YOUR INSTRUCTIONS. What is needed is every line of the data that includes the word "white". Please copy each one.

======== EXERCISE INPUTS

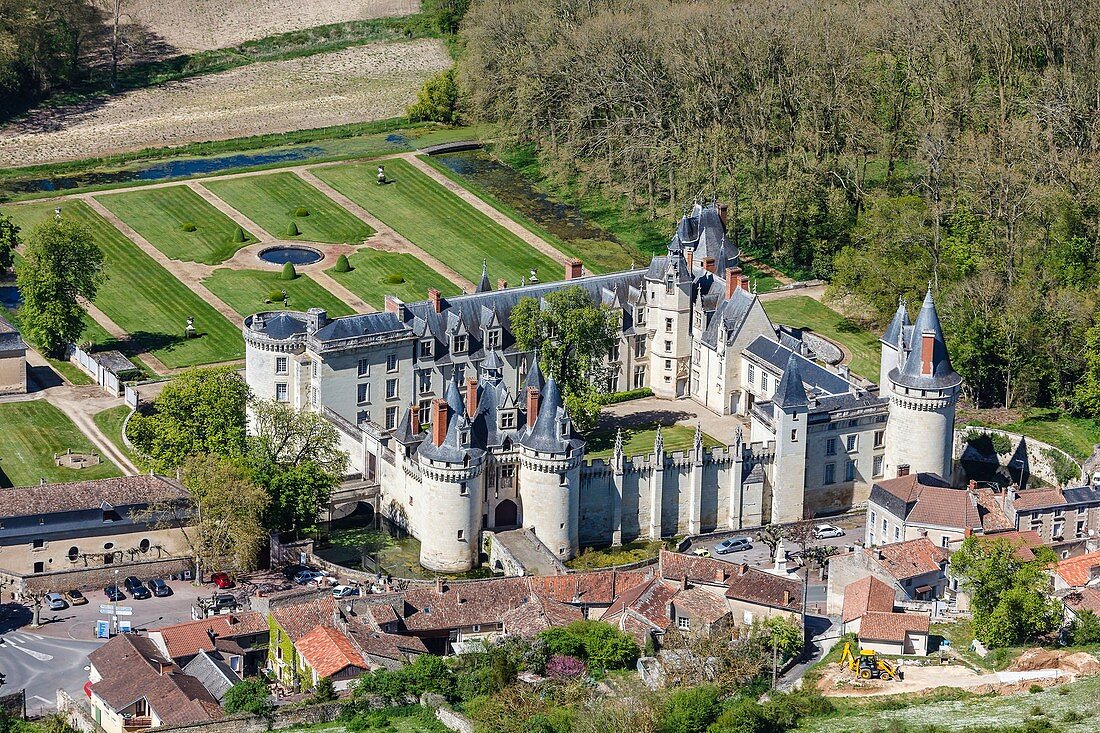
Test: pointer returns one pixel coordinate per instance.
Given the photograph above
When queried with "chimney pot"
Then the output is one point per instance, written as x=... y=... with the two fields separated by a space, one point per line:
x=573 y=269
x=439 y=422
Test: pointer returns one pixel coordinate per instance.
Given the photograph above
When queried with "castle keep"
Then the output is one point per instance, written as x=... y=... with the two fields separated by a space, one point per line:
x=462 y=433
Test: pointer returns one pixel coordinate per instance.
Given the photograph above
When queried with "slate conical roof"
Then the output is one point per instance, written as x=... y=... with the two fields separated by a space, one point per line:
x=791 y=392
x=938 y=374
x=897 y=326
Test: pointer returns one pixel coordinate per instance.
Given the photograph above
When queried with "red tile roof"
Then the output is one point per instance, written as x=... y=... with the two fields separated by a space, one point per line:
x=328 y=652
x=1079 y=570
x=880 y=626
x=188 y=638
x=866 y=594
x=911 y=558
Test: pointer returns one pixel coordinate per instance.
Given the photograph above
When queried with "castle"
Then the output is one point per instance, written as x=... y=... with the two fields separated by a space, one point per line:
x=462 y=433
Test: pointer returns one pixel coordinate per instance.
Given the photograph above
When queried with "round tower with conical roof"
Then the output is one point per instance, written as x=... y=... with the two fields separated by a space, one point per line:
x=923 y=390
x=452 y=483
x=550 y=455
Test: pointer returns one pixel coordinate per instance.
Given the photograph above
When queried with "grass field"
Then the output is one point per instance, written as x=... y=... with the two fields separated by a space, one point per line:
x=638 y=440
x=32 y=433
x=803 y=312
x=272 y=201
x=440 y=222
x=143 y=297
x=370 y=267
x=160 y=215
x=245 y=292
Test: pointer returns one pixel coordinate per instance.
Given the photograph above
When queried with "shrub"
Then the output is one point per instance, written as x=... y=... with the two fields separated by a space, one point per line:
x=563 y=667
x=690 y=710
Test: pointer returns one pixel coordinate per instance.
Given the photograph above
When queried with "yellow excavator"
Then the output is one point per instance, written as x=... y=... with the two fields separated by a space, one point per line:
x=868 y=665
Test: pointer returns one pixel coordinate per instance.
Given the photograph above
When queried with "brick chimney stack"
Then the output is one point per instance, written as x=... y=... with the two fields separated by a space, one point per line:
x=573 y=269
x=532 y=405
x=438 y=422
x=733 y=280
x=471 y=396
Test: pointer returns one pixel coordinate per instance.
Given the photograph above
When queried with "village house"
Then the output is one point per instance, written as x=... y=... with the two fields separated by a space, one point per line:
x=132 y=686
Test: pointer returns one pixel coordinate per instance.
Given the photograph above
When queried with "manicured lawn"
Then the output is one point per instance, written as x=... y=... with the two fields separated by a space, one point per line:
x=160 y=216
x=1075 y=435
x=440 y=222
x=371 y=267
x=246 y=291
x=272 y=203
x=638 y=440
x=803 y=312
x=144 y=298
x=32 y=433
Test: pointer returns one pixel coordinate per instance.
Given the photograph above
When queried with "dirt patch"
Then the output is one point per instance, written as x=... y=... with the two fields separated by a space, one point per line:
x=190 y=25
x=1078 y=664
x=355 y=85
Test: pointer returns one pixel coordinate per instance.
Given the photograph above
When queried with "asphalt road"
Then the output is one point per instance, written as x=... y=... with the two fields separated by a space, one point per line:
x=41 y=665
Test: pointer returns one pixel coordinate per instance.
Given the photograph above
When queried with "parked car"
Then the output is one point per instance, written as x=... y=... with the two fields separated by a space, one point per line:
x=344 y=591
x=733 y=545
x=827 y=532
x=222 y=580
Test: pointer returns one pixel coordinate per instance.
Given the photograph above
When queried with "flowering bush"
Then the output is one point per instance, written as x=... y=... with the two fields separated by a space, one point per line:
x=564 y=667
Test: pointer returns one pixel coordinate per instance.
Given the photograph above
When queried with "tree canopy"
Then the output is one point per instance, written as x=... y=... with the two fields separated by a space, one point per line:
x=61 y=264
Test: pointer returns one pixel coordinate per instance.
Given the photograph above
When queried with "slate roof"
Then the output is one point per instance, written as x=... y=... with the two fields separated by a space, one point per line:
x=926 y=499
x=912 y=558
x=81 y=495
x=866 y=594
x=328 y=652
x=880 y=626
x=1079 y=570
x=188 y=638
x=133 y=668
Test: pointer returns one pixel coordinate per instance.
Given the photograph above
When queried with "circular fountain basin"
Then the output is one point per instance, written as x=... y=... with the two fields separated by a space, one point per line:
x=296 y=255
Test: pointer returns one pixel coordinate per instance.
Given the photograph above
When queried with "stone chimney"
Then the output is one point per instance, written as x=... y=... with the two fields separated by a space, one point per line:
x=439 y=422
x=532 y=405
x=471 y=396
x=927 y=347
x=733 y=280
x=573 y=269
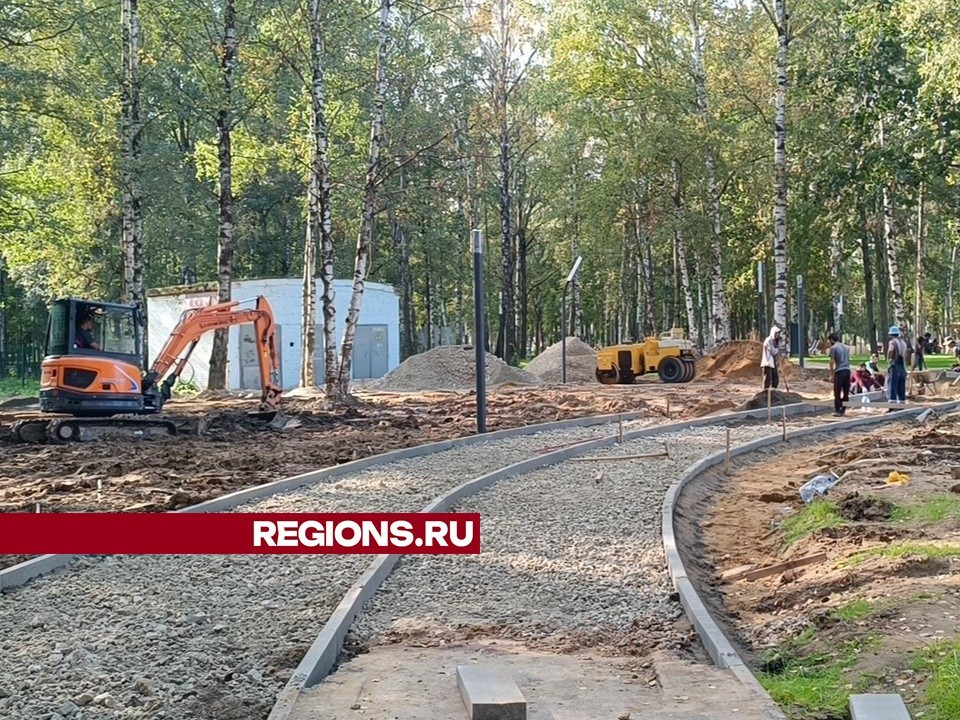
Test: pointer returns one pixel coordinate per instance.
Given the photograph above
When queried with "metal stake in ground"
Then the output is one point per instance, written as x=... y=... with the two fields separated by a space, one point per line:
x=563 y=318
x=479 y=341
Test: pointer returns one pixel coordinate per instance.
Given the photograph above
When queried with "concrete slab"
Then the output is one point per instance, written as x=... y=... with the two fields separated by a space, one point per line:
x=490 y=693
x=397 y=682
x=878 y=707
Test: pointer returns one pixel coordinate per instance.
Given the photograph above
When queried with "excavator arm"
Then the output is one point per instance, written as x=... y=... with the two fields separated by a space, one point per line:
x=194 y=324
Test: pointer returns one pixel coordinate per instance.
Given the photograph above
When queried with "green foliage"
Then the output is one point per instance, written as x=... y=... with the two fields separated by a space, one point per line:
x=818 y=515
x=932 y=510
x=941 y=698
x=915 y=550
x=813 y=682
x=14 y=387
x=852 y=611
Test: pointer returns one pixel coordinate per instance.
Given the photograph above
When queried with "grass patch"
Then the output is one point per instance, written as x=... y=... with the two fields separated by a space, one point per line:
x=813 y=682
x=818 y=515
x=941 y=700
x=936 y=509
x=12 y=387
x=931 y=362
x=852 y=611
x=895 y=552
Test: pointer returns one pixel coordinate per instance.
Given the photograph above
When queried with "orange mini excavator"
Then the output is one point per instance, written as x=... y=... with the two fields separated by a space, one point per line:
x=92 y=368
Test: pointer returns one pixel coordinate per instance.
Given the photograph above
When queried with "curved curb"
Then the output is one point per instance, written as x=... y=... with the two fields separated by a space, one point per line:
x=717 y=645
x=22 y=572
x=325 y=650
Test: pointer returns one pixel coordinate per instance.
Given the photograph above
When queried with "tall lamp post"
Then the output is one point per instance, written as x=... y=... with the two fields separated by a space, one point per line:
x=563 y=316
x=479 y=341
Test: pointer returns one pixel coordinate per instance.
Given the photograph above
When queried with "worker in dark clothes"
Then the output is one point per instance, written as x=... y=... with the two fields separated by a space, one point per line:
x=84 y=336
x=839 y=373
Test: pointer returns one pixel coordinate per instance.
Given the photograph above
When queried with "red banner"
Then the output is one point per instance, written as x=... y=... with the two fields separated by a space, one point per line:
x=239 y=533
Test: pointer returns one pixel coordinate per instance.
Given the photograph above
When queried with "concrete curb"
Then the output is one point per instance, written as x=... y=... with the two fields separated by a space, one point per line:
x=720 y=649
x=19 y=574
x=322 y=655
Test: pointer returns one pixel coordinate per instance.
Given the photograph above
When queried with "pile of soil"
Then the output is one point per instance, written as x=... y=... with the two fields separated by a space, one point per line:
x=777 y=398
x=740 y=360
x=581 y=362
x=451 y=367
x=864 y=507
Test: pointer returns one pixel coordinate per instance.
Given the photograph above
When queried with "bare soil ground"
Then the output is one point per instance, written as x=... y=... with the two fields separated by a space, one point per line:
x=887 y=585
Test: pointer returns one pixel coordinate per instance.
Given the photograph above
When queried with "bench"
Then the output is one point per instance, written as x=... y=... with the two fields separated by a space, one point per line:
x=489 y=693
x=921 y=379
x=878 y=707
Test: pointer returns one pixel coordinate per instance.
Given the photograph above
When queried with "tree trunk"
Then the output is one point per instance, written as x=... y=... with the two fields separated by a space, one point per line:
x=401 y=249
x=3 y=318
x=365 y=235
x=319 y=222
x=871 y=329
x=921 y=242
x=889 y=239
x=228 y=58
x=131 y=132
x=780 y=166
x=950 y=285
x=507 y=269
x=682 y=253
x=883 y=282
x=836 y=258
x=647 y=322
x=720 y=315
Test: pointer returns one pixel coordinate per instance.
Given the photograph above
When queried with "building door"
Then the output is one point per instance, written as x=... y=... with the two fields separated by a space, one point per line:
x=370 y=352
x=249 y=365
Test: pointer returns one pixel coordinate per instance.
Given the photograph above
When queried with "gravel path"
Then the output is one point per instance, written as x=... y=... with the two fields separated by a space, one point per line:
x=571 y=559
x=166 y=637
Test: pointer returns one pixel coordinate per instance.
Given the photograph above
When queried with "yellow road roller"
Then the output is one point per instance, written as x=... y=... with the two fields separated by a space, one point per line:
x=671 y=356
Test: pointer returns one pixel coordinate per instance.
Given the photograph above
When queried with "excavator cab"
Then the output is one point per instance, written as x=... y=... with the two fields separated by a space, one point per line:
x=92 y=369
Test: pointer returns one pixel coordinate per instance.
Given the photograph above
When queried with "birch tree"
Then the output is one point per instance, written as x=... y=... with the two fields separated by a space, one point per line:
x=318 y=222
x=720 y=316
x=781 y=23
x=890 y=245
x=682 y=252
x=228 y=57
x=365 y=235
x=131 y=143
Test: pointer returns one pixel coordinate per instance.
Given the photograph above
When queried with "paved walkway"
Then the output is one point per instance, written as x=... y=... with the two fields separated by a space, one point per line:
x=405 y=683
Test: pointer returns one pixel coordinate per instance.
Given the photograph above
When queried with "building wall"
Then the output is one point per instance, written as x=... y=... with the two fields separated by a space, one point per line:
x=164 y=308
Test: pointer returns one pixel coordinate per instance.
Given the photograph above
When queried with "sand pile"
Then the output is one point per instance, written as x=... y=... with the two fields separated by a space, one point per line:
x=777 y=398
x=740 y=360
x=581 y=362
x=450 y=367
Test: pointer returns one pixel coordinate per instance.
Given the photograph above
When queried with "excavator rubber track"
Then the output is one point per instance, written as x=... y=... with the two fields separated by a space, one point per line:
x=61 y=431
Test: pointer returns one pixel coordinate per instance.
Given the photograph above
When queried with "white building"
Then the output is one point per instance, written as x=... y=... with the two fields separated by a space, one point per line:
x=376 y=349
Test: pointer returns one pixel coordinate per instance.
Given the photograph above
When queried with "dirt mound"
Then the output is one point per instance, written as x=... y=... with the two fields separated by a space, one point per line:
x=859 y=507
x=581 y=362
x=777 y=398
x=740 y=360
x=451 y=367
x=708 y=407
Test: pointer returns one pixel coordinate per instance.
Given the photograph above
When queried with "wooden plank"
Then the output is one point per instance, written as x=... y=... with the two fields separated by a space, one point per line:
x=760 y=573
x=489 y=693
x=878 y=707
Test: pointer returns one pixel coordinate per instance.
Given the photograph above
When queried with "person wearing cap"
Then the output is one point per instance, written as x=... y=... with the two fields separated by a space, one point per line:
x=896 y=367
x=769 y=358
x=839 y=374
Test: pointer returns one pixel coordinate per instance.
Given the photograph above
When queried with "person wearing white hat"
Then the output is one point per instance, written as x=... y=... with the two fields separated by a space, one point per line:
x=897 y=368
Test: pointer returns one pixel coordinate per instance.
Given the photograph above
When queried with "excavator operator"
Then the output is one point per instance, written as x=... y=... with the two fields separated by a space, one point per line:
x=84 y=335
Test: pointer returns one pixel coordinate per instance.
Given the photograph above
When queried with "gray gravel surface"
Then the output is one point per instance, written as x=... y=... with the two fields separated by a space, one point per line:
x=571 y=559
x=208 y=636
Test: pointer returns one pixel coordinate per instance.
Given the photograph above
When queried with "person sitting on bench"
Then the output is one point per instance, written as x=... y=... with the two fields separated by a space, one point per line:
x=862 y=380
x=873 y=368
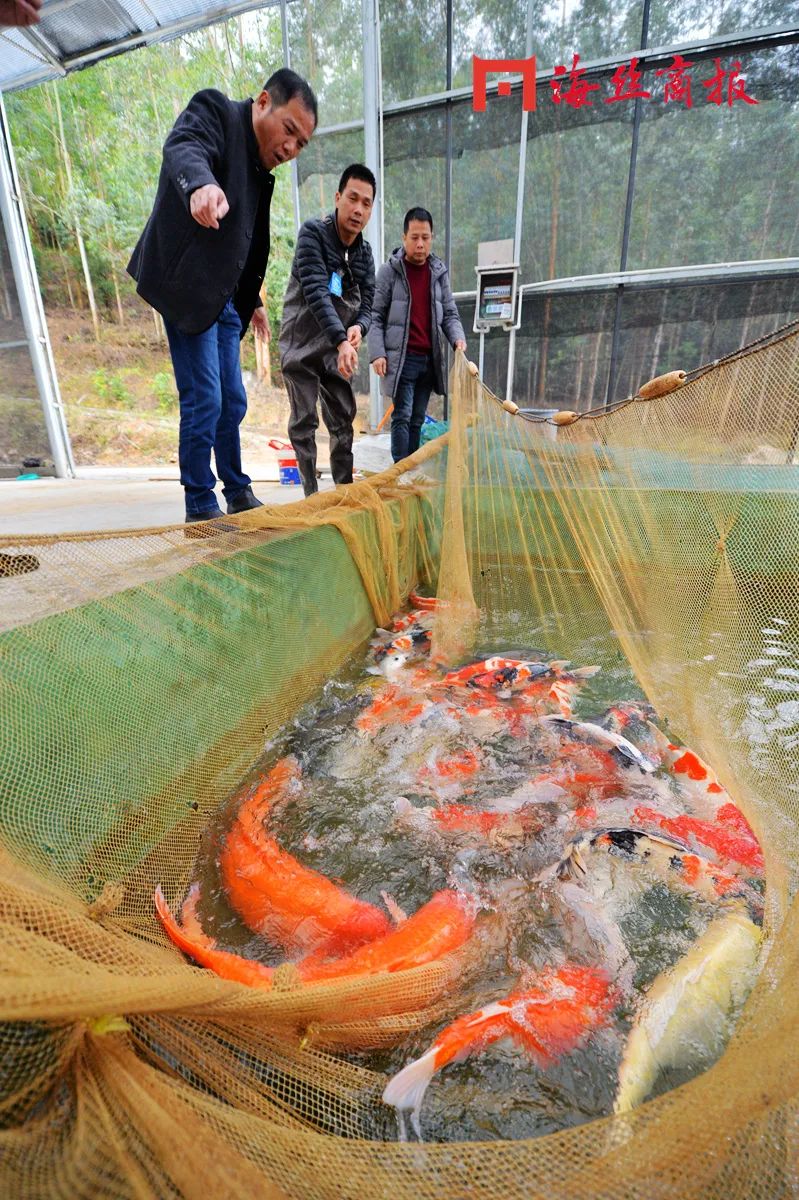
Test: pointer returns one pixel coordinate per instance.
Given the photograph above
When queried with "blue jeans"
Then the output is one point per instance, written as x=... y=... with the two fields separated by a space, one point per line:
x=212 y=405
x=410 y=397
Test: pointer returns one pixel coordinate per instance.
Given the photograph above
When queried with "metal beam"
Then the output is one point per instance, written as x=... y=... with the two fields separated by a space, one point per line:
x=295 y=177
x=372 y=160
x=680 y=276
x=145 y=37
x=30 y=304
x=520 y=209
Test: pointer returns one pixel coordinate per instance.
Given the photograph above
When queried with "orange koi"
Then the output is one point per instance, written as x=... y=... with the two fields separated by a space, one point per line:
x=280 y=898
x=392 y=706
x=193 y=942
x=424 y=603
x=439 y=928
x=461 y=766
x=731 y=835
x=551 y=1017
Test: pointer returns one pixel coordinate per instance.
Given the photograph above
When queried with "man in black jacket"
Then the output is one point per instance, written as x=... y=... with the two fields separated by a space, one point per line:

================

FINISHED EXERCISE.
When queried with "white building"
When queried with "person wearing white hat"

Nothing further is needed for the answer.